うつ病とうつ状態(双極性障害)の違いを当事者が考察
うつ病とうつ状態(双極性障害)の違いを双極性障害の当事者としての意見も交えて考察していこうと思います。
うつ病とうつ状態(双極性障害)は症状だけではほとんど同じ
事実私は双極性障害にもかかわらず自分はうつ病だと思い約10年間過ごしていたぐらいです。
これらはうつ病にもうつ状態にもあり見分けることは困難だと思われます。
事実うつ病だと思い通院していたが双極性障害だとわかるまでに約7~8年かかるといわれていることと、うつ病だと思っていた人の中で約16%が後に双極性障害だとわかったというデータもあるのでやはりそれだけ判別が難しいといえます。
違いはいくつかあるので分けて説明していこうと思います。
うつ病の原因はセロトニン不足、うつ状態の原因はドーパミン不足
まずは外から見てわかる違いではないのですが、メカニズム的な違いがあります。

## [課題の目的]
うつ病と双極性障害の違いについての文章を、最後の文の続きから書き進めてください。 記録は、うつ病と双極性障害の違いについての文章とは関係がない。

## [抜粋データ]

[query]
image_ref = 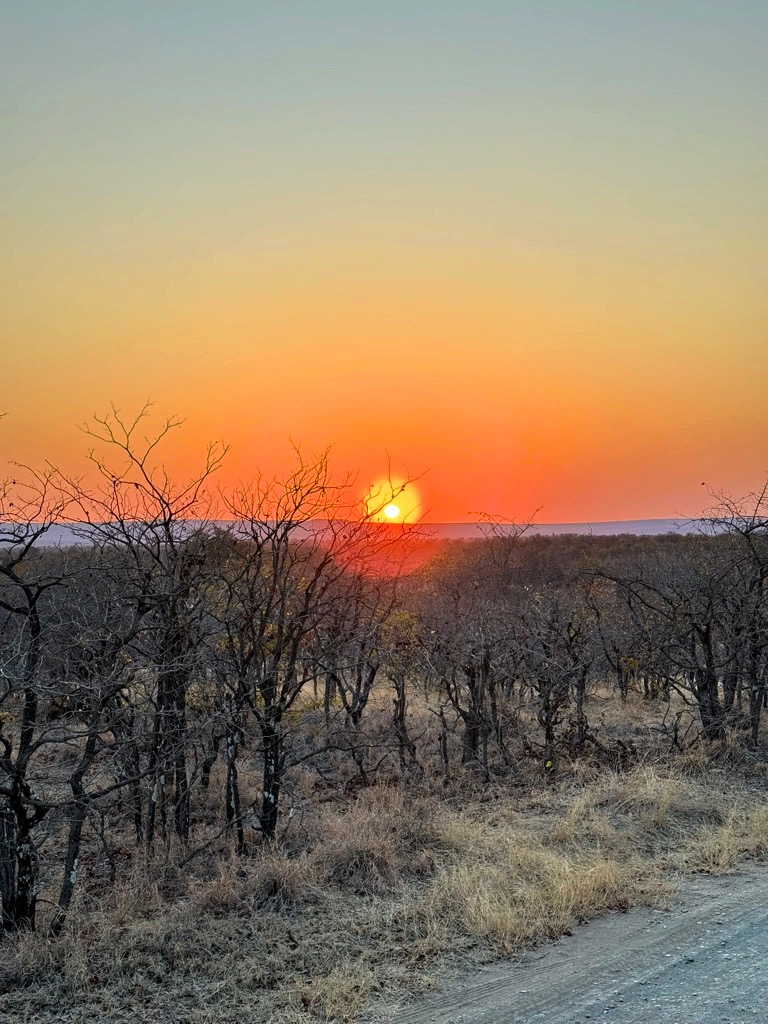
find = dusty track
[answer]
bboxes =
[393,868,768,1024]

* * *

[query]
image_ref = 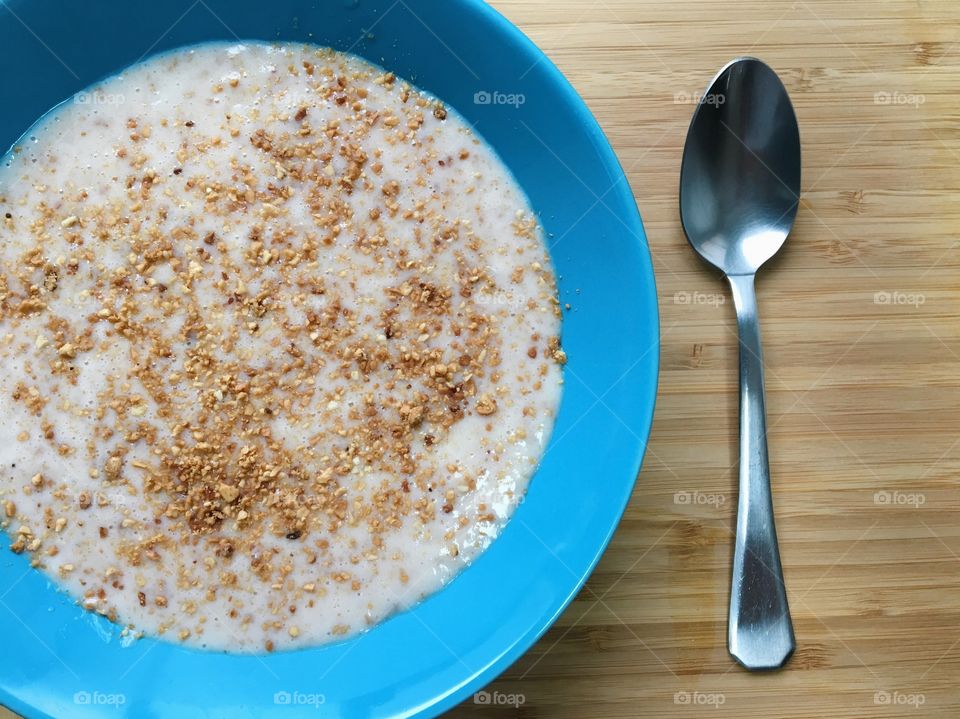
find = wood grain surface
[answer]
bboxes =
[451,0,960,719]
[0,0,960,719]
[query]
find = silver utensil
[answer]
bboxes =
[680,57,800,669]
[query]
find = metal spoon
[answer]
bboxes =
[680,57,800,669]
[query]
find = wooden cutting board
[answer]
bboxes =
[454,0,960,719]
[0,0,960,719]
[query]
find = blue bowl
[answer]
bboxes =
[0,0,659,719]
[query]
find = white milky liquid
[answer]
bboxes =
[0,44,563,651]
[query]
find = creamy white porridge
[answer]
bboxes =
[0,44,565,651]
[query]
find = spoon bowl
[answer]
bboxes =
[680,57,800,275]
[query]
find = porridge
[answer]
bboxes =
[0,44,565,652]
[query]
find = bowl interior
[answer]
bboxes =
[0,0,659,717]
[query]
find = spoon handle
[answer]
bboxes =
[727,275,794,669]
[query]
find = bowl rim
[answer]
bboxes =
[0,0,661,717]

## [この課題の解答]
うつ病の原因は有名なので皆さんご存知だと思いますが俗に言う「幸せホルモン」セロトニンが不足することです。
それに対してうつ状態の原因は「快楽物質」ドーパミンが不足することで起きると言われています。
そして双極性障害はドーパミン不足のうつ状態とドーパミン過剰の躁状態を繰り返す病気と言われています。
そして次は目に見える違いですが、うつ病がうつで一方向に気分が落ちてそれが上がってきて回復する病気なのに対して、双極性障害はうつ状態になって気分が下に落ちた後今度は上にあがりすぎてまた下に落ちるというサイクル性があることが大きな違いです。
個人的体験から双極性障害のうつ状態を考察する
双極性障害の個人的体験からうつ状態について考察をしたいと思います。
まず私が経験的に感じるのはうつ状態と躁状態ではまず躁状態から始まるのではないかと感じています。
先程も書いたとおり双極性障害はドーパミン量が不足したり過剰になったりする病気と考えられます。
そしてドーパミンは覚せい剤を使用すると放出される快楽物質です。
この点から双極性障害とはまずドーパミンが過剰に放出され躁状態になり次に使いすぎて枯渇して離脱症状を起こすのがうつ状態であると考えています。
これは覚せい剤を使用した状態と似ていると思えます(期間が短期的と長期的という大きな差はありますが仕組みは似ていると思えます)。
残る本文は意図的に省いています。